# Directions for this task:
What is needed is a word-for-word transcription of every record below.

Saved entries
==========
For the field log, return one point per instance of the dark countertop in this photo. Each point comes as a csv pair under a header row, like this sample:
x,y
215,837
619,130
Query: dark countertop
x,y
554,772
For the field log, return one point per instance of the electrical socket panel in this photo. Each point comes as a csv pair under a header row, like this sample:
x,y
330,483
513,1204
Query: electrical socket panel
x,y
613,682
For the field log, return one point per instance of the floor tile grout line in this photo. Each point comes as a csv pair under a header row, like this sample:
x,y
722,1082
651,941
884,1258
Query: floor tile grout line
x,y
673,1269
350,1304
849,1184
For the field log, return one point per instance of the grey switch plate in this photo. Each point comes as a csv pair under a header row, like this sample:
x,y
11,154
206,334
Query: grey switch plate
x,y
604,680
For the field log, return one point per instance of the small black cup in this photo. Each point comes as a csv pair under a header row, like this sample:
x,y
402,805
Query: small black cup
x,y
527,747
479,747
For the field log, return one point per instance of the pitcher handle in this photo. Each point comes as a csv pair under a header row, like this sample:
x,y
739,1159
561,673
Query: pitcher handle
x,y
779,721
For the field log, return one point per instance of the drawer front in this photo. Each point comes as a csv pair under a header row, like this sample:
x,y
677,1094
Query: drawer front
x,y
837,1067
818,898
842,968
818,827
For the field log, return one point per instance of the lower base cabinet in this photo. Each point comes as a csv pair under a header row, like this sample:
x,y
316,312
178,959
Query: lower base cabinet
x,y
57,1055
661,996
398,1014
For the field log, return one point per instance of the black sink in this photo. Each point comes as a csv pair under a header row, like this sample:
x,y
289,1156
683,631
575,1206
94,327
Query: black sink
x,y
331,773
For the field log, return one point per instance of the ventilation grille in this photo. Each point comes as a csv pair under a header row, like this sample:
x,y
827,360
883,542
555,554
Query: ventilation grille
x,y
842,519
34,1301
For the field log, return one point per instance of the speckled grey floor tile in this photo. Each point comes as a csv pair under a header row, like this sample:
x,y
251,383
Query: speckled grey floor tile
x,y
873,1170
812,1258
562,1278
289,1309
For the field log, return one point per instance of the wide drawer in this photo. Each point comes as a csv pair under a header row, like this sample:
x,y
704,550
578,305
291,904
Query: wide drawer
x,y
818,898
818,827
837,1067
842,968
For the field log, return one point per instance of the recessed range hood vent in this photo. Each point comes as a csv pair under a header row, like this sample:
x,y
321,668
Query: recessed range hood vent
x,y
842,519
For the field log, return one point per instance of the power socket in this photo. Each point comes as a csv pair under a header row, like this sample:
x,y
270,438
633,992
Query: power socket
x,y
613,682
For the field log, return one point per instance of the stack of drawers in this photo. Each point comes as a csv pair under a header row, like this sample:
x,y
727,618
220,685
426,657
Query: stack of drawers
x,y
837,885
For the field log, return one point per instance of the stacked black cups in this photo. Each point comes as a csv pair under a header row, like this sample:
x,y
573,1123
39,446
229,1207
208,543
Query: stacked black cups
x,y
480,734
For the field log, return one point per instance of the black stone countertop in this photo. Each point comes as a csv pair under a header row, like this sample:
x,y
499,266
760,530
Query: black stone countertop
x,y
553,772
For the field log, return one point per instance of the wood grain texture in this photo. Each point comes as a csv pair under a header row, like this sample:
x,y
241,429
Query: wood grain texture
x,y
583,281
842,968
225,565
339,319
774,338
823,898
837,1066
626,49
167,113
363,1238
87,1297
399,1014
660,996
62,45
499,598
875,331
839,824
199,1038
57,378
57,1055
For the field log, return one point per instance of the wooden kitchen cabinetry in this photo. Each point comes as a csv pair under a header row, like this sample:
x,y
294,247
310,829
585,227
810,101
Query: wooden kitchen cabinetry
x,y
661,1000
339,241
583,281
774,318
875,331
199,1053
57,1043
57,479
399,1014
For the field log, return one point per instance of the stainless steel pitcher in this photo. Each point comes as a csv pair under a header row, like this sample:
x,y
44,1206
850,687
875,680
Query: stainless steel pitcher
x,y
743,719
==========
# Task solution:
For the field log, return one point per instance of the dark countertop in this photo. Each point comes as a csv pair under a header row, like this sample:
x,y
215,837
619,130
Query: dark countertop
x,y
554,772
For the field log, return one point per instance of the electrical socket panel in this photo. Each point comes as a csv pair under a header row, like this sample:
x,y
330,483
513,1204
Query: electrical socket panel
x,y
613,682
For the field log, return one point per instance of the floor tile grout line in this photo. Each point comes as a csv pair under a header row, like this sample:
x,y
722,1082
651,941
884,1258
Query: floor tile grout line
x,y
673,1269
350,1304
849,1184
For the field log, return one point per instance of the grey switch plate in this photo. Each point comes as a csv pair under a header row, like this sample:
x,y
11,154
206,334
Query: grey switch plate
x,y
604,680
For the field log, return one point per instance of the small black cup in this photo. Each point comes as a csv pair under a header row, like this sample:
x,y
402,805
Query: small black cup
x,y
527,747
479,747
For the field log, return one point per instance of the pitcher handle in this photo. Each point comes as a csv pair under a header row, like this sample:
x,y
739,1159
561,673
Query: pitcher handle
x,y
779,721
For the field log, return one point per instance of the drawer front in this photo. Each point comes as a csv pair under a header row, like this sample:
x,y
677,1094
Query: drawer front
x,y
837,1067
818,898
842,968
818,827
For the field log, return one point per instance of the lower base cabinet in this photo. Each point comes as a csv pair under a header row, like this sample:
x,y
316,312
178,959
Query: lower base cabinet
x,y
57,1055
661,996
398,1014
For the field log, return one point per instance of the black sink in this photo. Each point comes as a csv pair under a header row, like this sample:
x,y
289,1156
683,631
575,1206
94,327
Query: black sink
x,y
331,773
For the field log, return one point per instance of the ventilation grille in this photo. Each point comes as a csv pair under a header row, like this sample:
x,y
827,360
883,542
555,554
Query: ventilation grille
x,y
842,519
34,1301
For the field log, return one point per instance of the speckled grey floor tile in this photo. Each point comes as a csv pair under a header row, like this sample:
x,y
251,383
Query: speckled grey floor tile
x,y
873,1170
812,1258
562,1278
289,1309
For the field log, return one point per instance of the wide drawer in this photo. Each point comes as a csv pair under a header row, like this sample:
x,y
704,550
578,305
291,904
Query: wide drawer
x,y
818,898
818,827
837,1067
842,968
For the field log, return one point per instance of the recessed range hood vent in this photo. Each point comes as a csv pair under a header row, like this sample:
x,y
321,668
Query: recessed range hood vent
x,y
842,519
For the field log, return one point per instance of the power socket in this photo. Each point comes as a csv pair under a header row, like this sample:
x,y
270,438
633,992
Query: power socket
x,y
613,682
For the field log, return one point per instance of the stack of drawers in this photo. Each point comes as a csv pair under a header row, like this sample:
x,y
727,618
220,685
426,657
Query: stack of drawers
x,y
837,885
For the field log, return one point per instance of the stacked black cups in this photo. Each point comes as a csv pair under a header row, like this sample:
x,y
573,1123
39,446
229,1207
208,543
Query: stacked black cups
x,y
480,734
For the field log, return one point per instance of the black stone countertop in this photo. Each point comes as a csv pair under a header row, like this sample:
x,y
499,266
760,530
Query: black stone countertop
x,y
553,772
For the field log, return one point per instance of the wood grain texture in this photo. Each point comes as a csv pair under a header row, like this sample:
x,y
241,429
Query: wood grain texture
x,y
583,281
842,968
225,565
339,319
774,338
823,898
837,1066
626,49
167,113
363,1238
87,1297
399,1014
660,996
62,45
499,598
875,331
839,824
199,1038
57,378
57,1055
For the field log, return one point per instance of the wooden kitchen cabinetry in this photo. Each point comes as a csv pair under a header row, like this sample:
x,y
294,247
310,829
585,227
810,101
Query: wooden kitchen cabinetry
x,y
661,1000
339,241
583,281
774,318
875,331
199,1053
57,1043
57,479
399,1014
For the field log, return one point per instance of the stainless steel pitcher in this photo. Each point comes as a csv pair under a header row, like this sample:
x,y
44,1206
850,687
875,680
Query: stainless steel pitcher
x,y
743,719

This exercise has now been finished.